Work to complete>
Please return every line of the records below unchanged, leaving out the pictures.

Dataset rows

'''

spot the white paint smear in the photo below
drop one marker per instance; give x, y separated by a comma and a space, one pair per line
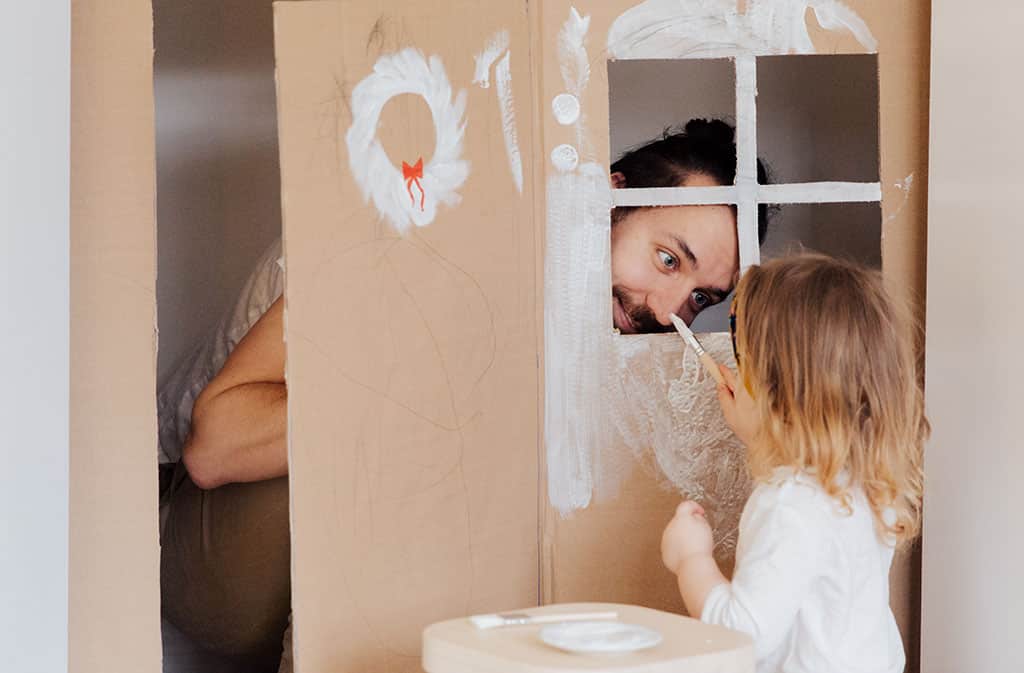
565, 108
576, 265
820, 193
498, 44
572, 52
497, 47
564, 158
503, 76
709, 29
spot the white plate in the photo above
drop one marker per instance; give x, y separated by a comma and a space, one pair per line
599, 637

'''

The output>
spot the white paint smear in the photo below
drop one marker per instance; give x, y separated by a comma and a space, one pair per line
565, 108
576, 265
820, 193
498, 44
572, 52
497, 47
564, 158
503, 76
709, 29
spot the white plate in the photo above
drop one marker per instance; give x, y separated by a comma and a space, one pair per line
599, 637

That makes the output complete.